Please print the lines from the items below, word for word, between the line holding "of the wooden" and the line holding "Query: wooden tool handle", inclusive.

--- Start Working data ---

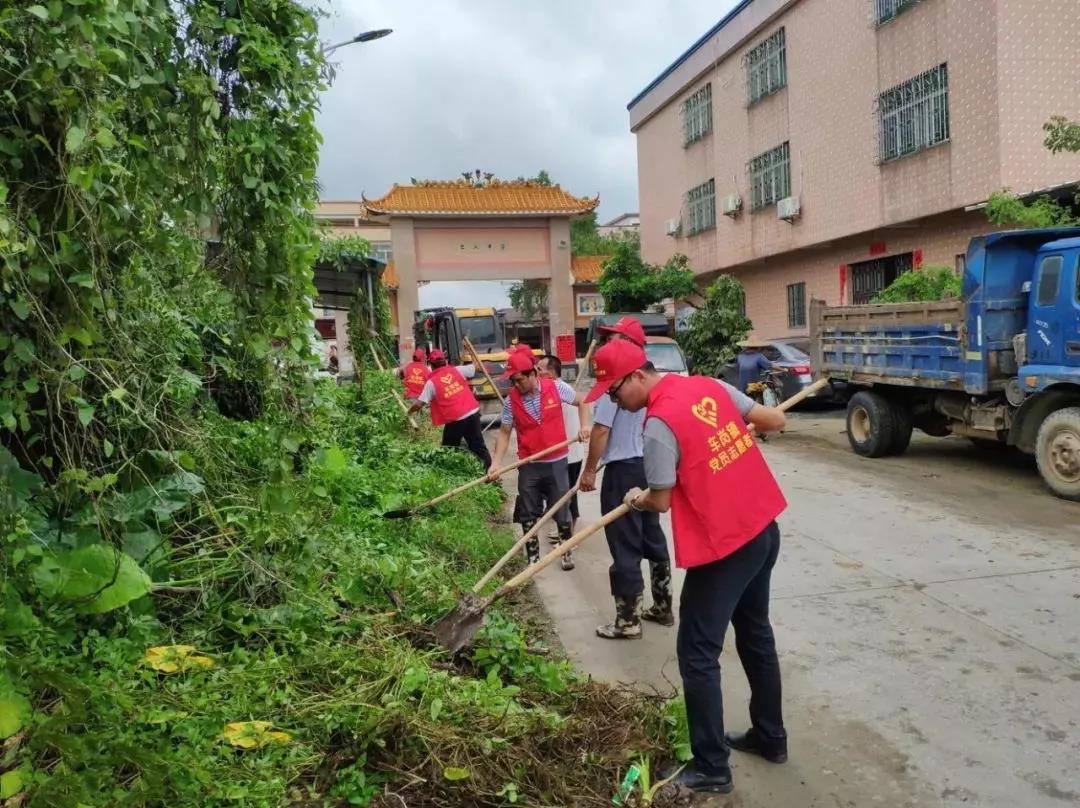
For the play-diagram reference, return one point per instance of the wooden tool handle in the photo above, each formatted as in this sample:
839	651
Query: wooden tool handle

--- End Working data ---
--- Start Working data ---

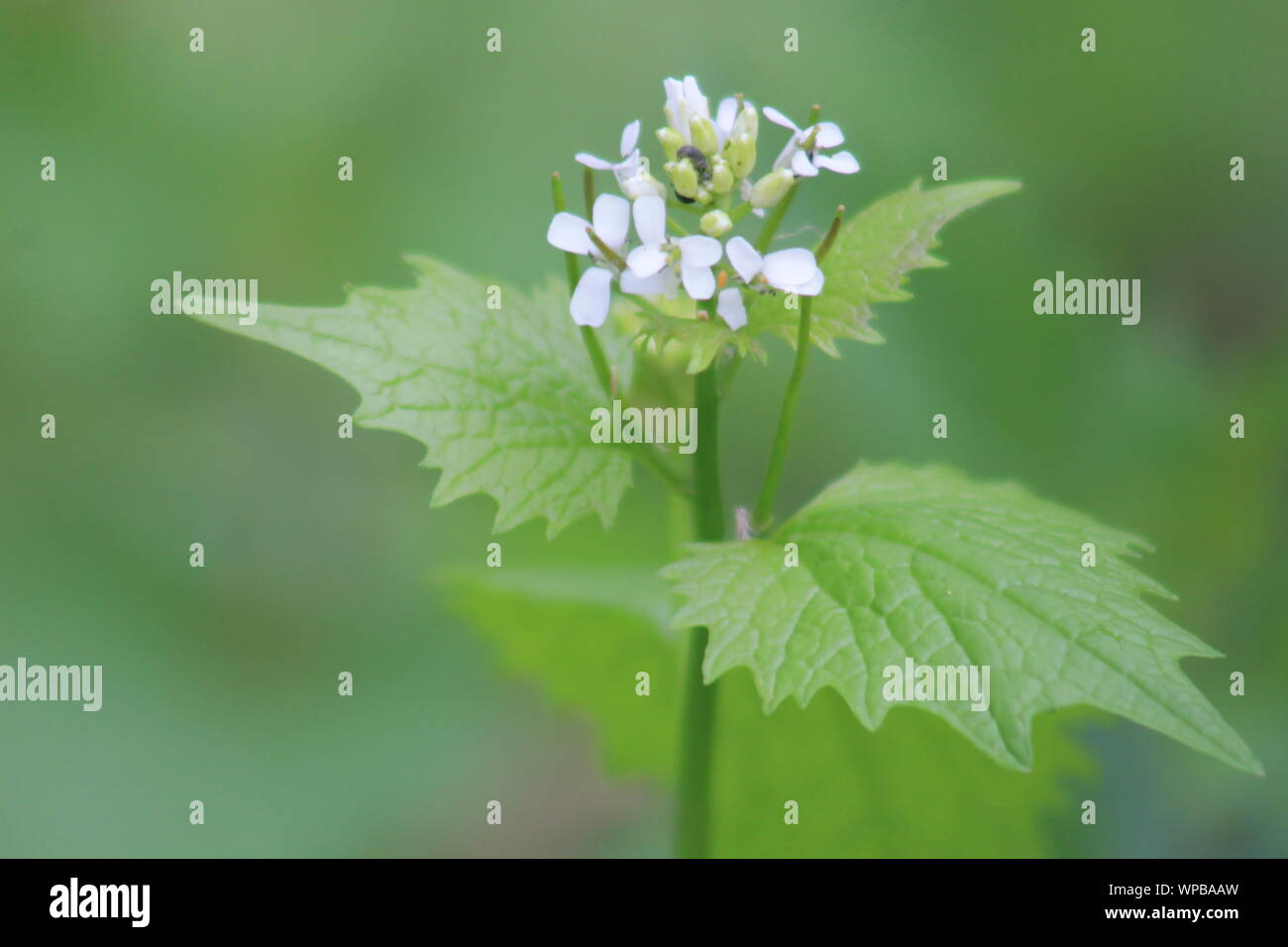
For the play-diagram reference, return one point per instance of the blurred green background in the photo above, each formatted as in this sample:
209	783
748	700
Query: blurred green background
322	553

--- End Working data ---

▶ Worked answer:
For the play-diagram reference, return one point per instance of the wooden tool handle in the photo above, each formatted as in this sample:
839	651
Query: wooden tool handle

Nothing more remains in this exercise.